**Task brief**.
Retype the line where "Write the answer" appears and each line that follows it down to the last line of the records below. Leave the pictures out.

**Data supplied**.
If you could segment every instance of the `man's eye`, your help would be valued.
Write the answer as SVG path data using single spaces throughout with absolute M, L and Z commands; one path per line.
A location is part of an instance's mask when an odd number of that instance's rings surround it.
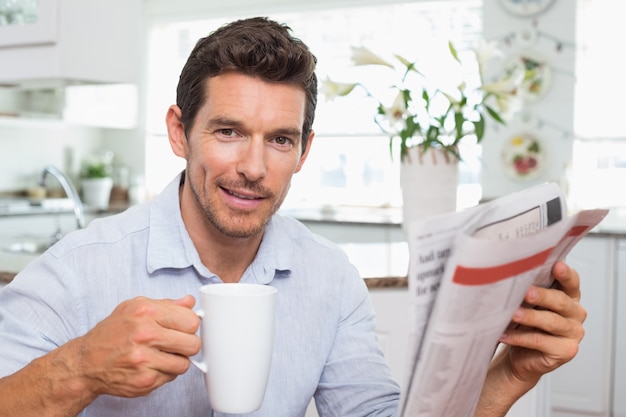
M 223 136 L 233 136 L 235 131 L 233 129 L 220 129 L 220 134 Z
M 293 143 L 291 139 L 283 136 L 278 136 L 276 139 L 274 139 L 274 141 L 279 145 L 290 145 Z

**Response below**.
Write the answer as SVG path data using single spaces throughout with absolute M, L and Z commands; one path per line.
A location is part of an instance's mask when an odd number of that instance's rings surround it.
M 223 136 L 233 136 L 235 131 L 233 129 L 220 129 L 220 134 Z
M 293 143 L 291 139 L 283 136 L 278 136 L 276 139 L 274 139 L 274 141 L 279 145 L 290 145 Z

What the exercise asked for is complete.